======== TEXTE EXTRAIT
Un restaurateur donne en location-gérance le fonds de commerce qu'il exploite dans un local loué en vertu d'un bail commercial. Le propriétaire de ce local lui délivre un commandement d'exercer personnellement son activité dans les lieux loués, conformément au contrat de bail, le commandement visant la clause résolutoire.
Dans le mois qui suit la délivrance de ce commandement, le locataire résilie le contrat de location-gérance et crée, avec le locataire-gérant, une société en participation ayant pour objet l'exploitation provisoire et en commun du fonds de commerce. Le propriétaire agit alors en constatation de la clause résolutoire et, subsidiairement, en prononcé de la résolution du bail.
Ses demandes sont rejetées :
- En l'absence de personnalité morale, la société en participation créée avec un tiers n'a d'existence juridique que dans les rapports entre associés ; le contrat de location gérance avait été résilié dans le délai imparti par le commandement et le locataire avait, après la résiliation de ce contrat, exercé personnellement son activité, ce qui ressortait d'une attestation de l'expert-comptable confirmant avoir déclaré à l'administration fiscale une somme au titre des recettes réalisées à cette époque ; le locataire s'était donc conformé au commandement de sorte que la résiliation du bail n'était pas acquise par le jeu de la clause résolutoire.
================
======== DONNÉES FOURNIES
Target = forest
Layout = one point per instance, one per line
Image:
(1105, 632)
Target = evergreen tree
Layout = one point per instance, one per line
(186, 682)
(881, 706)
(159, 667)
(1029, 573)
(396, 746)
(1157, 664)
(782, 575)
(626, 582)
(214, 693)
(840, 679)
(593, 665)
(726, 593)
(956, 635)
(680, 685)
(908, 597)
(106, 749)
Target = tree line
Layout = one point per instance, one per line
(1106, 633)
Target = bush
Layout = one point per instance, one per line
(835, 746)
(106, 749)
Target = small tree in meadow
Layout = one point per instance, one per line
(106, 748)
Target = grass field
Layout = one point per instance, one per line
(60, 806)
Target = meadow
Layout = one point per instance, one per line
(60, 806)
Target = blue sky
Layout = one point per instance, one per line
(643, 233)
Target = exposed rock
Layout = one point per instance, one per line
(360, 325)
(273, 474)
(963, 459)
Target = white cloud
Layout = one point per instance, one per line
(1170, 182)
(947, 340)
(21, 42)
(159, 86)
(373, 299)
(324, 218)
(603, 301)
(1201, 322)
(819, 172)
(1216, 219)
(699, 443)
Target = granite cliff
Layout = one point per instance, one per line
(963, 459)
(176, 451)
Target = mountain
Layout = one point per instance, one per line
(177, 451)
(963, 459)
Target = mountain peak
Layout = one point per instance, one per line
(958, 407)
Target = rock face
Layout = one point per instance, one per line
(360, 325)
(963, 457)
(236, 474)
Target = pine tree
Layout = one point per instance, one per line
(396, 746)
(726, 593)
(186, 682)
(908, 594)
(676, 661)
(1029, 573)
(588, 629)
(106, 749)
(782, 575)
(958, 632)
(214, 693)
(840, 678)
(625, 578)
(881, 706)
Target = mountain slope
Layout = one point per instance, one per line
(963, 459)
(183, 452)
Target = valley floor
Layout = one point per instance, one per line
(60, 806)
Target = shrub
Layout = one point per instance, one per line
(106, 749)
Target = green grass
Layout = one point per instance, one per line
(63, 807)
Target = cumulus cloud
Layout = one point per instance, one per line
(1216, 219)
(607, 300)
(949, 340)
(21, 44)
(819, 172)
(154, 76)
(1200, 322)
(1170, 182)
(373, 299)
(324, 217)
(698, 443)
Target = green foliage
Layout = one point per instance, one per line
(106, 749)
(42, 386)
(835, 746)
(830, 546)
================
● TÂCHES À RÉALISER:
1. Relevez dans le texte extrait chacune des personnes et chacun des organismes mentionnés, en ne citant qu'une fois ceux qui reçoivent plusieurs désignations.
2. Reprenez le texte sur la location-gérance du fonds de commerce après sa dernière phrase.

● RÉSULTATS PAR TÂCHE:
1.
- le restaurateur, qui est aussi le locataire
- le propriétaire du local
- le locataire-gérant
- l'expert-comptable
- l'administration fiscale

2.
- La seule infraction pouvant être reprochée au locataire consistait à avoir donné son fonds de commerce en location-gérance pendant trois mois, avant la délivrance d'un commandement, mais une telle infraction ne constituait pas un manquement d'une gravité suffisante pour justifier la résiliation du bail.
A noter : 1. La résiliation de plein droit du bail ne peut intervenir qu'un mois au moins après le commandement de payer ou d'exécuter demeuré infructueux (C. com. art. L 145-41, al. 1 ; Cass. 3e civ. 29-9-2010 n° 09-13.922 FS-PB : RJDA 2/11 n° 117). La preuve de la persistance de l'infraction aux clauses du bail après l'expiration du délai de mise en demeure incombe au bailleur (Cass. 3e civ. 13-11-1997 n° 95-16.419 P : RJDA 1/98 n° 25).
Il importe que ce soit l'infraction visée dans le commandement qui ait perduré.
Au cas présent, la persistance du défaut d'exploitation personnelle par le locataire était discutée en raison du montage réalisé par le locataire et son ancien locataire-gérant (qui envisageait d'acquérir le fonds), par lequel ce dernier continuait à participer à l'exploitation du fonds pendant un certain temps. Les juges d'appel ayant souverainement retenu que ce montage n'excluait pas l'exercice personnel de son activité par le locataire, la résiliation ne pouvait pas intervenir.
En pratique : La solution aurait peut-être été différente si le commandement avait visé la mise à disposition du fonds au profit d'un tiers, également interdite par le bail, mais cette question n'avait pas été invoquée devant le juge d'appel.
2. Pour entraîner la résolution du bail, le manquement invoqué doit revêtir une gravité suffisante (C. civ. art. 1224), qui est souverainement appréciée par les juges du fond (par exemple, Cass. 3e civ. 7-10-1987 n° 86-11.297 : Bull. civ. III n° 162).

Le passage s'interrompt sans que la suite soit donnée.